> About this exercise: Continue the article on donated lungs rejected for transplantation from the point where it ends.

> Reading text:
+++

Too many lungs rejected for transplantation, study shows

Nearly half of the donated lungs currently rejected for transplantation may actually be suitable, according to a preliminary study by scientists at Vanderbilt University and the University of California, San Francisco.

The study, published in the August 24 issue of the journal Lancet, concluded that existing criteria for rejection may be too rigid. Researchers used physiological, microbiological and other methods to assess 29 pairs of rejected lungs and found that 40 percent of the rejected lungs might have been candidates for transplantation—more than doubling the number of potentially suitable donor lungs. Currently more than 85 percent of lungs are considered unusable for transplantation.

“Our results, combined with reports of successful outcomes with lungs from marginal donors, highlight the urgent need for a prospective, scientific assessment of selection of donors for lung transplantation,” said Lorraine B. Ware, MD, assistant professor in the Division of Allergy, Pulmonary and Critical Care Medicine at Vanderbilt University School of Medicine. Ware is lead author of the paper.

+++

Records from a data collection
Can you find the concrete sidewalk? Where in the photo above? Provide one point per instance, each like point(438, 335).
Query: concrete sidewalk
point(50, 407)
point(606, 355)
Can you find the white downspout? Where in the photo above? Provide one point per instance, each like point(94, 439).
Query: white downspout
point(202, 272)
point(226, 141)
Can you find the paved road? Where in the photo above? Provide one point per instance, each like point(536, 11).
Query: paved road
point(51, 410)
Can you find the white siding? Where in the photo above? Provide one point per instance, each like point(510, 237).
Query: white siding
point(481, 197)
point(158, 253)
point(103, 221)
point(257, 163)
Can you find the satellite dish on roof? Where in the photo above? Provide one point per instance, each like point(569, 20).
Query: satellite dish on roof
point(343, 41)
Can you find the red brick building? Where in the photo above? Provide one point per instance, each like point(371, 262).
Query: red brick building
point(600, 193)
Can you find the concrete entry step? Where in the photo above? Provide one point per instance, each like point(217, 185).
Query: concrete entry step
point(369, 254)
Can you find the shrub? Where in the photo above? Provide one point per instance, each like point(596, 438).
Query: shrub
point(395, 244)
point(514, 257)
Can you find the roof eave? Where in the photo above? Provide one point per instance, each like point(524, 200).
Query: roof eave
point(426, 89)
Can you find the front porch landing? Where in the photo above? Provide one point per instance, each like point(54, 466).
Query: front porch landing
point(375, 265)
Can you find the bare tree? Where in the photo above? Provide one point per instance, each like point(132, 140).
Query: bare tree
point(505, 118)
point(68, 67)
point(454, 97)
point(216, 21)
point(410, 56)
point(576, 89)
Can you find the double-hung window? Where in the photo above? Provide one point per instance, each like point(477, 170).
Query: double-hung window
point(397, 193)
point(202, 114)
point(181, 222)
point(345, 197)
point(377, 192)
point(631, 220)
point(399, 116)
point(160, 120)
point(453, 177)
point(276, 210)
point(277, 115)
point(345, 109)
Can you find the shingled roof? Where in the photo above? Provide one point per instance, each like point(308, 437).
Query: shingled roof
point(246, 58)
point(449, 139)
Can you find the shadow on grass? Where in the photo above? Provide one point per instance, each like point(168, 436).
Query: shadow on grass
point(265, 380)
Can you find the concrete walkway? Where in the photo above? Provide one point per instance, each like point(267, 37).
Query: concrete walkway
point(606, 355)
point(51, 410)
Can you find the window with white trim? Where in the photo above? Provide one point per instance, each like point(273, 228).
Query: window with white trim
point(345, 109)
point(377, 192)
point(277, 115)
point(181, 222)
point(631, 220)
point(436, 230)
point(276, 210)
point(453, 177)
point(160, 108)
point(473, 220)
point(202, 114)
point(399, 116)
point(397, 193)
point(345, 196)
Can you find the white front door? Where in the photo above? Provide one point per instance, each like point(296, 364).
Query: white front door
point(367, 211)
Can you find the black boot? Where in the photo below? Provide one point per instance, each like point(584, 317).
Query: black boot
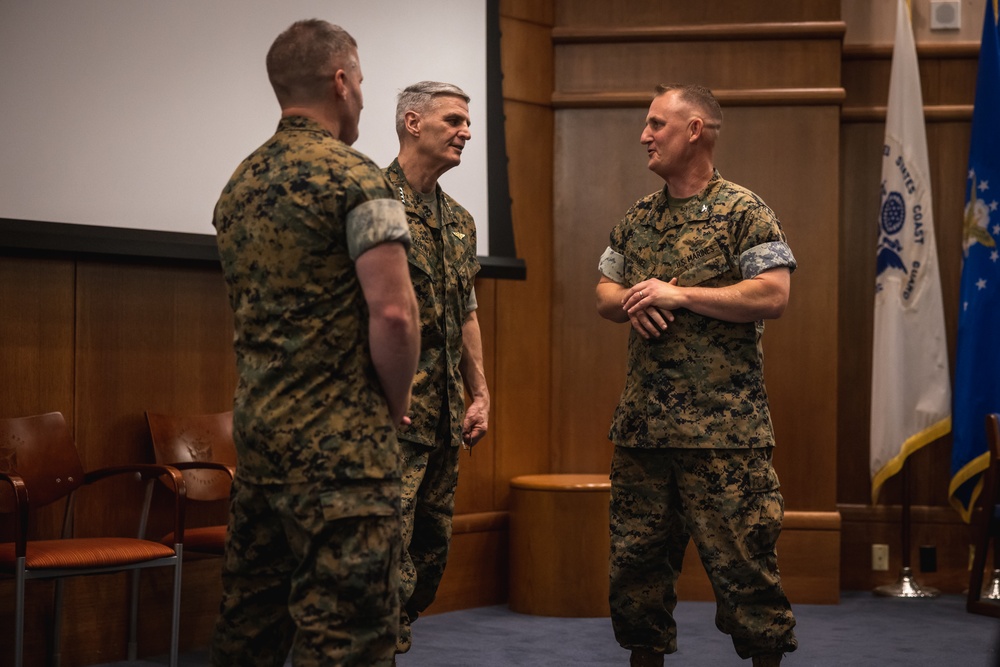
point(645, 658)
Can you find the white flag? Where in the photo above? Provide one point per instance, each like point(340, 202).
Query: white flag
point(911, 389)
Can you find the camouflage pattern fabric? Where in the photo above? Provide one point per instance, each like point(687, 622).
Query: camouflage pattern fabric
point(312, 568)
point(701, 385)
point(443, 267)
point(429, 480)
point(308, 403)
point(692, 431)
point(728, 502)
point(313, 544)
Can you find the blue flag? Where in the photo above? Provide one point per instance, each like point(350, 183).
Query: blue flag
point(977, 371)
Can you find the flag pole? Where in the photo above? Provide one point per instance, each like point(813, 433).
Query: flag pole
point(906, 586)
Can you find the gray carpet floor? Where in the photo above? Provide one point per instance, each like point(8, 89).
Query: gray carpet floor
point(863, 630)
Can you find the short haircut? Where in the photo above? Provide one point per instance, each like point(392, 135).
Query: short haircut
point(699, 97)
point(419, 97)
point(303, 58)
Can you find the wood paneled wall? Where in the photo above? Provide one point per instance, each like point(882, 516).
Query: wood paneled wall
point(103, 340)
point(776, 70)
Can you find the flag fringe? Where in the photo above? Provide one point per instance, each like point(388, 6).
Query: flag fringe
point(964, 474)
point(912, 444)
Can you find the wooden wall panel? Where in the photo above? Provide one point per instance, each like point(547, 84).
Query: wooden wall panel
point(36, 366)
point(718, 65)
point(527, 63)
point(528, 10)
point(36, 355)
point(524, 335)
point(678, 12)
point(600, 170)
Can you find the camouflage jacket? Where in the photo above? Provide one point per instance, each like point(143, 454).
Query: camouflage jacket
point(289, 224)
point(443, 266)
point(701, 384)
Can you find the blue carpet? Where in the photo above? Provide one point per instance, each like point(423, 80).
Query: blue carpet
point(862, 631)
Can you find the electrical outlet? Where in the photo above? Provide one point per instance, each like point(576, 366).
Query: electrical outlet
point(946, 14)
point(880, 557)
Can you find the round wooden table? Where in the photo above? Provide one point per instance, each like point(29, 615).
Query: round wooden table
point(559, 545)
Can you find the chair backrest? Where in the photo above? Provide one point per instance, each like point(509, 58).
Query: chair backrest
point(39, 449)
point(179, 439)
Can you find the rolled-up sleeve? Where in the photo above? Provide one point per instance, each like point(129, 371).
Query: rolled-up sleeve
point(373, 222)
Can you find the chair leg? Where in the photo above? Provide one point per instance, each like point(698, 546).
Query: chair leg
point(133, 616)
point(176, 622)
point(57, 625)
point(19, 614)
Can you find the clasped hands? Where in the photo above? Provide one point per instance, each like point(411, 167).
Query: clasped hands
point(649, 305)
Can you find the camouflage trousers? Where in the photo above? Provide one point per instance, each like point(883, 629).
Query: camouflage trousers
point(430, 476)
point(728, 502)
point(313, 569)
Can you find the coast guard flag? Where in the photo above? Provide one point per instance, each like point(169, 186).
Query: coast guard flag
point(911, 390)
point(977, 372)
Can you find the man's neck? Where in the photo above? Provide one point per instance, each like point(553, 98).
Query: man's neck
point(418, 173)
point(690, 182)
point(326, 121)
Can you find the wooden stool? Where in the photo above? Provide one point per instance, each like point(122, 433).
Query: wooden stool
point(560, 545)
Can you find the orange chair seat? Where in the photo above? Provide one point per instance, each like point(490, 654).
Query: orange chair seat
point(207, 540)
point(83, 552)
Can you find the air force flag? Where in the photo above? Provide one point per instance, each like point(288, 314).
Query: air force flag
point(911, 388)
point(977, 366)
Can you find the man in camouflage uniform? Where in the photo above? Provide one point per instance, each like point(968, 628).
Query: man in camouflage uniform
point(313, 246)
point(695, 268)
point(432, 121)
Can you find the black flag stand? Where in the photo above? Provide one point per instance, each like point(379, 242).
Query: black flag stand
point(906, 586)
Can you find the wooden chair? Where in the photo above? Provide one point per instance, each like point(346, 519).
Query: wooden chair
point(39, 465)
point(986, 525)
point(201, 447)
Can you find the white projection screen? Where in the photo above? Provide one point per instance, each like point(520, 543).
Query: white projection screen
point(132, 114)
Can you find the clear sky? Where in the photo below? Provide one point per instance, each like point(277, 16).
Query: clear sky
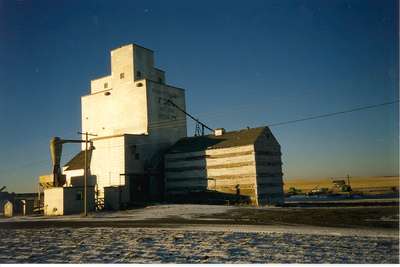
point(242, 63)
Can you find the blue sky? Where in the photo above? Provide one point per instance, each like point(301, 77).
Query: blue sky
point(242, 64)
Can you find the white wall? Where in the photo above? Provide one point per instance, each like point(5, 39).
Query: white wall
point(54, 201)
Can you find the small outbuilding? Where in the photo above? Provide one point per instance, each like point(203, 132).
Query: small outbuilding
point(242, 163)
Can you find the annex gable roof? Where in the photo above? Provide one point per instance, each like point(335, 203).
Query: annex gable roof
point(228, 139)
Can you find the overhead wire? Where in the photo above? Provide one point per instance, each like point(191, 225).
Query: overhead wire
point(182, 122)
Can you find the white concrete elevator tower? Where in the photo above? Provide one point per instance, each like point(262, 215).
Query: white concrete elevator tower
point(133, 122)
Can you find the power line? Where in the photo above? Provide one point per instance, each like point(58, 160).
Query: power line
point(269, 125)
point(334, 113)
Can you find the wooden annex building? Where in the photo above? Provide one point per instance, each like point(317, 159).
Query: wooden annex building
point(242, 163)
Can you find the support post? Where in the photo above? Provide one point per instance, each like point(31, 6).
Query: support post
point(85, 177)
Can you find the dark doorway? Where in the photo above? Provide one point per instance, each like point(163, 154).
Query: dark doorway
point(138, 188)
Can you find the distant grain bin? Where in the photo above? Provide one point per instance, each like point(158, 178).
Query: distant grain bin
point(246, 162)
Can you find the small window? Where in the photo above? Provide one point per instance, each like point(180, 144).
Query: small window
point(133, 149)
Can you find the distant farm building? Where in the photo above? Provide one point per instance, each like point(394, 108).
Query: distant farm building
point(245, 163)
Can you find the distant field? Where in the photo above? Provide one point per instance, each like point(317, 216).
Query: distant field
point(366, 184)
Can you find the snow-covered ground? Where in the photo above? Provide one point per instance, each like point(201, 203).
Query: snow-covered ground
point(185, 211)
point(135, 245)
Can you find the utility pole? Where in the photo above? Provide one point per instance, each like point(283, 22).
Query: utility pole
point(85, 171)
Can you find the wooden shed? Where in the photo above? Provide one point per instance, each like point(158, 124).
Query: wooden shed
point(245, 163)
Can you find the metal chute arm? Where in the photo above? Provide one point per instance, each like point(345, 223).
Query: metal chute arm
point(55, 153)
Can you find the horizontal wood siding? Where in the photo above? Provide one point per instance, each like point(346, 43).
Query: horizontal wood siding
point(269, 172)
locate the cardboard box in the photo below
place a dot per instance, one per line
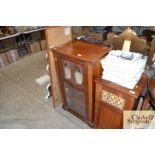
(3, 60)
(12, 55)
(43, 44)
(35, 47)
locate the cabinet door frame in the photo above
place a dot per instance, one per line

+++

> Result of the exercise:
“If twice as many donor lungs are truly suitable for transplants, we could save an additional thousand lives a year in the U.S. alone,” said Michael A. Matthay, MD, senior author on the paper and professor of medicine at UCSF.

Matthay is associate director of the intensive care unit at the UCSF Medical Center.
Collaborators in the research and coauthors on the study are Y.

Wang, MD, former postdoctoral research fellow, and X. Fang, MD, postdoctoral research fellow, both at the UCSF Cardiovascular Research Institute; M. Warnock, MD, UCSF professor emeritus in pathology; T.S. Hall, MD, UCSF assistant professor of cardiothoracic surgery; and T. Sakuma, MD, professor of thoracic surgery, Kanazawa Medical University, Kanazawa, Japan.

The research was supported by the National Institutes of Health.